» Provided data
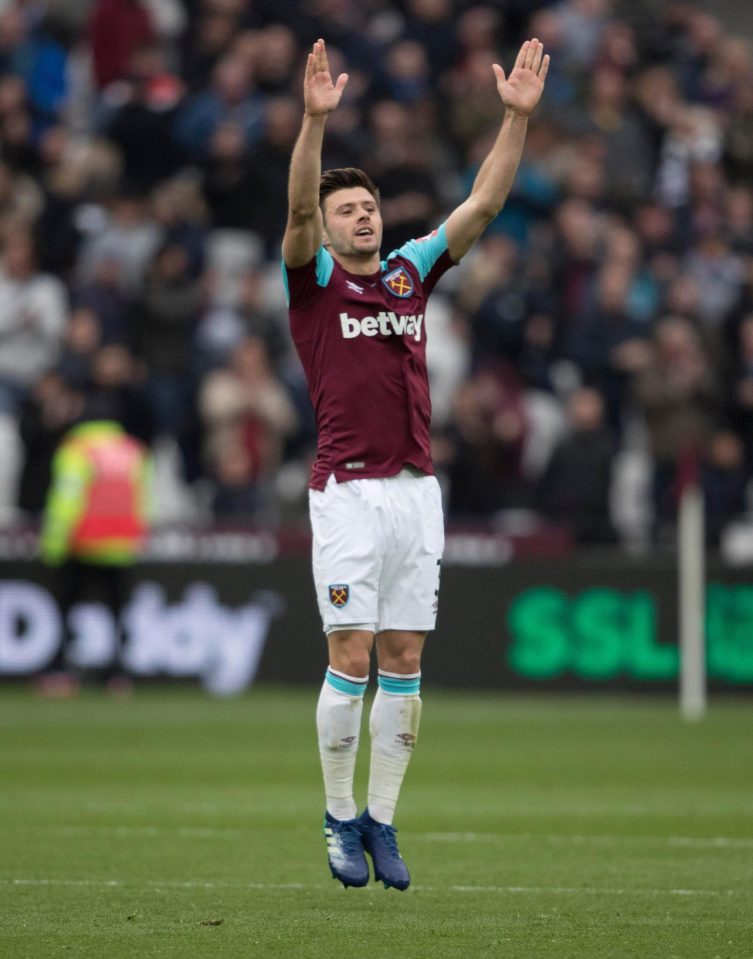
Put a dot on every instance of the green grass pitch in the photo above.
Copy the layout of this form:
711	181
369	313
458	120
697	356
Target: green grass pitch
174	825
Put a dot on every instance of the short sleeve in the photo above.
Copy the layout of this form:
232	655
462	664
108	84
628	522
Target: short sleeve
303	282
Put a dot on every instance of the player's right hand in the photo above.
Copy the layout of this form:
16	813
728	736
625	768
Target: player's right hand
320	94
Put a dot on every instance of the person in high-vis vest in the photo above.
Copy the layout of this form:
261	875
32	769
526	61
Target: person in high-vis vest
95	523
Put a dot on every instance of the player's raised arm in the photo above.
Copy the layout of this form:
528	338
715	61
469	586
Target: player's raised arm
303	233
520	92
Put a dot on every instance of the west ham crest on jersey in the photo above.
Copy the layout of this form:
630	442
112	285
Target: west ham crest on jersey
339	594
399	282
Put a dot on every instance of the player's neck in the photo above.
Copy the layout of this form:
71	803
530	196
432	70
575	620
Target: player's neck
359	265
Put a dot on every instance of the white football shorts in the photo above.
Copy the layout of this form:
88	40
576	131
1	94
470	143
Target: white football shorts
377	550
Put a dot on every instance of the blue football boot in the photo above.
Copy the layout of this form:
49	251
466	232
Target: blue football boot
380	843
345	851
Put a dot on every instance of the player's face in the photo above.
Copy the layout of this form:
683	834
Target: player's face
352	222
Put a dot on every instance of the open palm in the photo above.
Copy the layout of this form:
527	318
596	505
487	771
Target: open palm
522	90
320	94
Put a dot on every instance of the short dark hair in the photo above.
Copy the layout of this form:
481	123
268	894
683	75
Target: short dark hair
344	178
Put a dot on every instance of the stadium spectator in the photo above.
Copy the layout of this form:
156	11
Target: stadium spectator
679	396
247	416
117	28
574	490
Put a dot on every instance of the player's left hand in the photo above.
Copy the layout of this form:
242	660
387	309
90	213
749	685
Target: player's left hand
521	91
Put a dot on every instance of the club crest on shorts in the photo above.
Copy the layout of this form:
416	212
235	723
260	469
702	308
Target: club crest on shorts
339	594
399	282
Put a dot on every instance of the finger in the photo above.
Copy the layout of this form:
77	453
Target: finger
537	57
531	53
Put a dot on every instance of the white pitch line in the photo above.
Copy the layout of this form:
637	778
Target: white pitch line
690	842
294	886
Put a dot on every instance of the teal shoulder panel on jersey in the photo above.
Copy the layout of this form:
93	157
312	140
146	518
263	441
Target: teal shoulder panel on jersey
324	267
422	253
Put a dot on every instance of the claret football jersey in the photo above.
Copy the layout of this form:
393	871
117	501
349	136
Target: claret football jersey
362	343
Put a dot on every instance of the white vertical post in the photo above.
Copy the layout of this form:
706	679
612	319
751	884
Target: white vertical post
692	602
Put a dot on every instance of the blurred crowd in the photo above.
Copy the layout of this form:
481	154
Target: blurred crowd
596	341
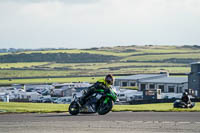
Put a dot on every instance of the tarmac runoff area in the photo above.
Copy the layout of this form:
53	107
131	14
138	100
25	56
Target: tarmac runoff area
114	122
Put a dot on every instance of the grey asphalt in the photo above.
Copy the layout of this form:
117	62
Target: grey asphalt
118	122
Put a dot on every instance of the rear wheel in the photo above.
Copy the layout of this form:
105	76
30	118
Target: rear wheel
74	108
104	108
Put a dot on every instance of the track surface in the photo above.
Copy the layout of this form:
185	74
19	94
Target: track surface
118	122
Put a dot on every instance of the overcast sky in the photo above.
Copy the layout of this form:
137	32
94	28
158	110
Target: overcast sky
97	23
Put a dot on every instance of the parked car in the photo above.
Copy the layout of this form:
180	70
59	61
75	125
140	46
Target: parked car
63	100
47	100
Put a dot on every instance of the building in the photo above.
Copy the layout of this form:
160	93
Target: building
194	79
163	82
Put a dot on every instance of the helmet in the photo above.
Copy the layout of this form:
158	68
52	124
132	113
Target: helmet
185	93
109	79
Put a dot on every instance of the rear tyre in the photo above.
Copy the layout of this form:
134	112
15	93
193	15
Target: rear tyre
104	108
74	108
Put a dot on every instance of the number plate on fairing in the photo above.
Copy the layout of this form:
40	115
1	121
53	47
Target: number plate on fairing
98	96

» Task description
Repeat the records in full, exactly as they appear, without the pictures.

» Exercise answer
Put a dot on every instance of the green grass pitch in the photo above.
Copy the layout of this form:
711	181
369	313
458	120
697	356
Target: green grass pitch
174	825
Put a dot on every instance of the short sleeve in the photo above.
Copy the layout of this form:
232	655
462	664
108	84
628	522
Target: short sleeve
303	282
Put a dot on every instance of the player's right hand in the photo above.
Copy the layout of this form:
16	813
728	736
625	768
Target: player's right hand
320	94
Put a dot on every instance of the person in high-vis vest in the photo above.
Copy the layout of this form:
261	875
32	769
526	61
Target: person in high-vis vest
95	523
Put a dot on every instance of the player's raised arm in the photo above.
Copy the layout of this form:
528	338
715	61
469	586
Target: player's raised arm
303	233
520	92
Put a dot on every instance of the west ham crest on jersey in the photo above.
Copy the layout of this form:
630	442
112	285
Target: west ham crest on jersey
339	594
399	282
Put a dot on every instance of the player's neck in the photo above.
Copy the layout of this form:
71	803
530	196
432	70
575	620
Target: player's neck
359	265
Put a dot on every instance of the white football shorts in the photo above.
Copy the layout of this form:
88	40
576	131
1	94
470	143
Target: white football shorts
377	550
Put a dot on every instance of the blue football boot in the photo above.
Copy the layout of this form:
49	251
466	232
Target: blue football boot
380	843
345	851
Put a dot on every instance of the player's face in the photo above.
Copy the layout of this form:
683	834
Target: player's face
352	222
Put a dot on every instance of the open palm in the photo above.
Copy the layout of this form:
527	318
596	505
487	771
Target: open palm
522	90
320	94
Put a dot on every instance of the short dark hair in the photo above.
Copy the layout of this form:
481	123
268	894
683	75
Target: short dark hair
344	178
Put a dot on every instance of the stadium spectator in the photo above.
Copy the layout of this form:
156	11
Target: stadium spectator
679	396
247	416
117	28
574	490
Put a dot on every instance of the player's left hand in the photo above.
Copy the layout of this form:
242	660
387	309
90	213
749	685
Target: player's left hand
521	91
Put a dot on every instance of the club crest on shorts in the photo above.
Copy the layout of this form:
416	212
235	723
260	469
702	308
Target: club crest on shorts
339	594
399	282
Put a dot on every instance of the finger in the photo above.
Copy the layout of this form:
77	453
Target: finger
537	57
531	53
Put a dot on every instance of the white pitch line in the photo above.
Copy the layout of this form:
637	778
Target: white pitch line
690	842
294	886
Put a dot on every instance of the teal shoulder panel on jersey in the photo above.
Copy the layout of this form:
93	157
312	140
146	518
263	441
Target: teal shoulder panel on jersey
324	267
422	253
Put a dot on every instance of the claret football jersey in the photo above.
Copy the layout of this form:
393	871
117	501
349	136
Target: claret football jersey
362	343
Put a dot on every instance of the white vertical post in the photo above.
Copy the layout of this form:
706	679
612	319
751	884
Target: white vertical post
692	602
Put a dot on every instance of the blurred crowd in the photo above.
Copy the layout of this form:
481	154
Target: blurred crowd
596	341
Put a dot on every instance of the tarmac runoff area in the photo above.
Copy the layout of this form:
53	107
131	14
138	100
25	56
Target: tarmac runoff area
114	122
Put a dot on every instance of the grey asphalt in the photo above.
Copy the layout of this form:
117	62
Target: grey asphalt
118	122
Put a dot on every instance of the rear wheel in the photo above.
Copy the layout of this form:
105	76
30	118
Target: rear wheel
74	108
104	108
Put a dot on every instance of the track surface in the photo above.
Copy the layout of this form:
185	74
19	94
Target: track surface
118	122
Put a dot on every instance of the overcast sky in the photo above.
Copy the layout of this form:
137	32
94	28
158	110
Target: overcast sky
97	23
Put a dot on every instance of the parked car in the photo above.
Copy the layout of this form:
180	70
59	61
75	125
140	46
Target: parked car
63	100
47	100
Put a dot on every instance of the building in the photo above.
Copy the layout of this form:
160	93
Target: building
194	79
163	82
Put a dot on every instance of the helmet in the photo above.
Copy the layout of this form:
158	68
52	124
132	113
Target: helmet
185	93
109	79
Put a dot on every instance of the rear tyre in the photo above.
Copy the layout of this form:
134	112
15	93
193	15
Target: rear tyre
104	108
74	108
Put a dot on every instance of the number plate on fairing in the photo above.
Copy the layout of this form:
40	115
1	121
53	47
Target: number plate on fairing
98	96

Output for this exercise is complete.